* What you should do *
Output the data below in full, byte for byte. Nothing may differ.

** START OF Provided data **

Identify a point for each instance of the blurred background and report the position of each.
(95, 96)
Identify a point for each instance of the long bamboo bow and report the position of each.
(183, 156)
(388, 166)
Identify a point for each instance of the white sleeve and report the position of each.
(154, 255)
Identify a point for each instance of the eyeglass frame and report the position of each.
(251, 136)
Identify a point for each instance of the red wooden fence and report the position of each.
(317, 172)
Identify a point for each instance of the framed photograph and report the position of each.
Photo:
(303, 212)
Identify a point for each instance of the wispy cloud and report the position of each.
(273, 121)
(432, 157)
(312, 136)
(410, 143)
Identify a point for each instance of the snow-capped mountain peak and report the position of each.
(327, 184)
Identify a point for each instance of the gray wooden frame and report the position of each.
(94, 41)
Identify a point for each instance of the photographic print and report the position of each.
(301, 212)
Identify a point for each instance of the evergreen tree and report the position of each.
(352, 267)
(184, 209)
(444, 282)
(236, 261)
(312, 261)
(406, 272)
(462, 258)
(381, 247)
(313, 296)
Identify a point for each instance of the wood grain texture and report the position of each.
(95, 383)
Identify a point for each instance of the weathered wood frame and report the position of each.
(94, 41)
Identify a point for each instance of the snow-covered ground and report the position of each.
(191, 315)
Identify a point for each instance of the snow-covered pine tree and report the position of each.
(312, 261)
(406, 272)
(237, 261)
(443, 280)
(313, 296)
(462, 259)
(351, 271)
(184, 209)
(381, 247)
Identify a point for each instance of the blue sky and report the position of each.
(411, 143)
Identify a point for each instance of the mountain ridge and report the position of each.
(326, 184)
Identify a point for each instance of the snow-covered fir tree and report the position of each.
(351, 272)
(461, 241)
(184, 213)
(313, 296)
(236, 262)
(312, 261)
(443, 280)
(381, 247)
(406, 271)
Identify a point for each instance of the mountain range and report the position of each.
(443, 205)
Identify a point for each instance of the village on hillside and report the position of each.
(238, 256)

** END OF Provided data **

* Exercise solution *
Identify a point for each instance of the blurred background and report the position of each.
(95, 96)
Identify a point for each instance of the long bamboo bow and report the position of each.
(183, 156)
(388, 166)
Identify a point for each instance of the white sleeve and report the position of each.
(154, 255)
Identify a point for each instance of the eyeglass frame and report the position of each.
(251, 136)
Identify a point for each instance of the red wooden fence and report the position of each.
(317, 172)
Identify a point for each instance of the framed photograph and report the position of each.
Photo:
(303, 212)
Identify a point for each instance of the wispy cloud and report the position of each.
(273, 121)
(432, 157)
(312, 136)
(410, 143)
Identify a point for each instance of the snow-capped mountain peak and report the position of each.
(327, 184)
Identify a point for each instance of the gray wooden frame and report the position of each.
(94, 41)
Identify a point for each instance of the photographic print and report the position of each.
(301, 212)
Identify a point for each instance of the evergreen tree and report the position of each.
(352, 267)
(184, 209)
(444, 282)
(236, 261)
(312, 261)
(406, 272)
(462, 258)
(381, 247)
(313, 296)
Identify a point for each instance of the wood grain texture and report the position of each.
(95, 383)
Identify a point for each instance of the weathered wood frame and report the position of each.
(94, 41)
Identify a point for each instance of the snow-covered ground and report the position of each.
(191, 315)
Identify a point for each instance of the snow-covered pine tree and report the position of each.
(312, 261)
(406, 272)
(237, 261)
(443, 280)
(313, 296)
(462, 259)
(351, 271)
(184, 209)
(381, 247)
Identify a point for each instance of the blue sky and report the position of each.
(411, 143)
Identify a point for each instance of the mountain ridge and report the position of each.
(326, 184)
Identify a point for each instance of the snow-covered fir tree and report the position of each.
(351, 272)
(461, 241)
(184, 213)
(313, 296)
(236, 262)
(312, 261)
(443, 280)
(381, 247)
(406, 271)
Identify a point for each instance of the mountain range and report the position of each.
(443, 205)
Identify a point for each instance of the village on hillside and report the position of each.
(238, 256)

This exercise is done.